+++ DOCUMENT TEXT

File "/opt/py3/lib/python3.10/site-packages/lmdeploy/cli/entrypoint.py", line 39, in run
args.run(args)
File "/opt/py3/lib/python3.10/site-packages/lmdeploy/cli/serve.py", line 333, in api_server
run_api_server(args.model_path,
File "/opt/py3/lib/python3.10/site-packages/lmdeploy/serve/openai/api_server.py", line 1121, in serve
VariableInterface.async_engine = pipeline_class(model_path=model_path,
File "/opt/py3/lib/python3.10/site-packages/lmdeploy/serve/async_engine.py", line 279, in __init__
self._build_pytorch(model_path=model_path, backend_config=backend_config, **kwargs)
File "/opt/py3/lib/python3.10/site-packages/lmdeploy/serve/async_engine.py", line 341, in _build_pytorch
self.engine = Engine(model_path=model_path, tokenizer=self.tokenizer, engine_config=backend_config)

++++++

ABOUT THIS EXERCISE: Decide whether each statement agrees with the traceback above, answering yes or no and quoting the words that settle it: (a) The call in serve.py falls at line 333 inside api_server. (b) The _build_pytorch function belongs to api_server.py. (c) Engine receives backend_config as its engine_config argument.

+++ SUPPLIED DATA

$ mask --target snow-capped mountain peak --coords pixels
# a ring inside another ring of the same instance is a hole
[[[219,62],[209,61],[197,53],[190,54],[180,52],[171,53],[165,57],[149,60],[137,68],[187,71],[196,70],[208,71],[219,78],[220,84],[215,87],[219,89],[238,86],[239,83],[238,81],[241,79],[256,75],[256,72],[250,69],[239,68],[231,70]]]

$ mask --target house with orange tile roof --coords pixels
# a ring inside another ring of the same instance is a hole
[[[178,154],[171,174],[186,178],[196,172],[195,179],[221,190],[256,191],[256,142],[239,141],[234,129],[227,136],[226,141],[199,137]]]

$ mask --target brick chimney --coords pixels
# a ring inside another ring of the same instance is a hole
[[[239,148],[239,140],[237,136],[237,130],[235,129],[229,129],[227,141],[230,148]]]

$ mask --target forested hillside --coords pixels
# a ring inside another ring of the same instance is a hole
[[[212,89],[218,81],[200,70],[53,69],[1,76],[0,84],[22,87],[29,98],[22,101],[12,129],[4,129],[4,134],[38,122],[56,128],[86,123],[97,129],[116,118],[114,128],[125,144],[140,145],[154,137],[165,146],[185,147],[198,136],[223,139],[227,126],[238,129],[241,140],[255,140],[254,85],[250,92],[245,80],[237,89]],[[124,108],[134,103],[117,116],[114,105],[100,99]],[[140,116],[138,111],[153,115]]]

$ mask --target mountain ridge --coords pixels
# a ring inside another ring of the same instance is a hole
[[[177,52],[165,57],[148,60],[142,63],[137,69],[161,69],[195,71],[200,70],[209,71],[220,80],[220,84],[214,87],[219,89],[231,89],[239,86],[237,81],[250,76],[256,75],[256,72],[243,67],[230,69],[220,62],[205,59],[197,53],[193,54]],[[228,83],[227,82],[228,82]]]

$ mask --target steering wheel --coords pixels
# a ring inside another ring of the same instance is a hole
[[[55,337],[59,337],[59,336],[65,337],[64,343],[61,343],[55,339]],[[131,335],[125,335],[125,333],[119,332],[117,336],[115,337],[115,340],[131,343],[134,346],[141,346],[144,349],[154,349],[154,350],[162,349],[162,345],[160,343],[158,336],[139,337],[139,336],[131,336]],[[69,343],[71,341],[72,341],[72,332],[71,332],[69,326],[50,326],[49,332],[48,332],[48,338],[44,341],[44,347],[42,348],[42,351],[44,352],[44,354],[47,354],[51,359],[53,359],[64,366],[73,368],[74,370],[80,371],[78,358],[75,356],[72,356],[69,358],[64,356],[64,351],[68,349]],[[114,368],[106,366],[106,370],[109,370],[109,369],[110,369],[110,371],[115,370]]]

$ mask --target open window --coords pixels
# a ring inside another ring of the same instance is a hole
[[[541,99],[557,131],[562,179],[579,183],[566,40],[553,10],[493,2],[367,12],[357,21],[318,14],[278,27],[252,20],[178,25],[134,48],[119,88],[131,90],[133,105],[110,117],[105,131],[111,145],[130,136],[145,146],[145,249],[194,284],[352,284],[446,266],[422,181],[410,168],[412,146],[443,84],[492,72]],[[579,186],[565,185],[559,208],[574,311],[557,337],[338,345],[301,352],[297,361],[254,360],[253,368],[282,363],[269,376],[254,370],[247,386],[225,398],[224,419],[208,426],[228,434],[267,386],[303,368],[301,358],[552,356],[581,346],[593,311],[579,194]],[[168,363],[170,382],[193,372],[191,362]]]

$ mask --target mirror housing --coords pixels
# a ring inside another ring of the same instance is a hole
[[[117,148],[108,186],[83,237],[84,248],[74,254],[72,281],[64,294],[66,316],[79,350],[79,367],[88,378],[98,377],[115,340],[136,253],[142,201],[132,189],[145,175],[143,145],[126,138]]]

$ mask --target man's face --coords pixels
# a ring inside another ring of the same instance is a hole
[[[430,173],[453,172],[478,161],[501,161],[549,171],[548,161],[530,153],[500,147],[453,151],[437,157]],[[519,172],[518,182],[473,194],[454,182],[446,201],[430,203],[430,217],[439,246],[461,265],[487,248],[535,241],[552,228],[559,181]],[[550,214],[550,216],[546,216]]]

++++++

REPLY:
(a) Yes: "lmdeploy/cli/serve.py", line 333, in api_server"
(b) No: "lmdeploy/serve/async_engine.py", line 341, in _build_pytorch"
(c) Yes: "engine_config=backend_config"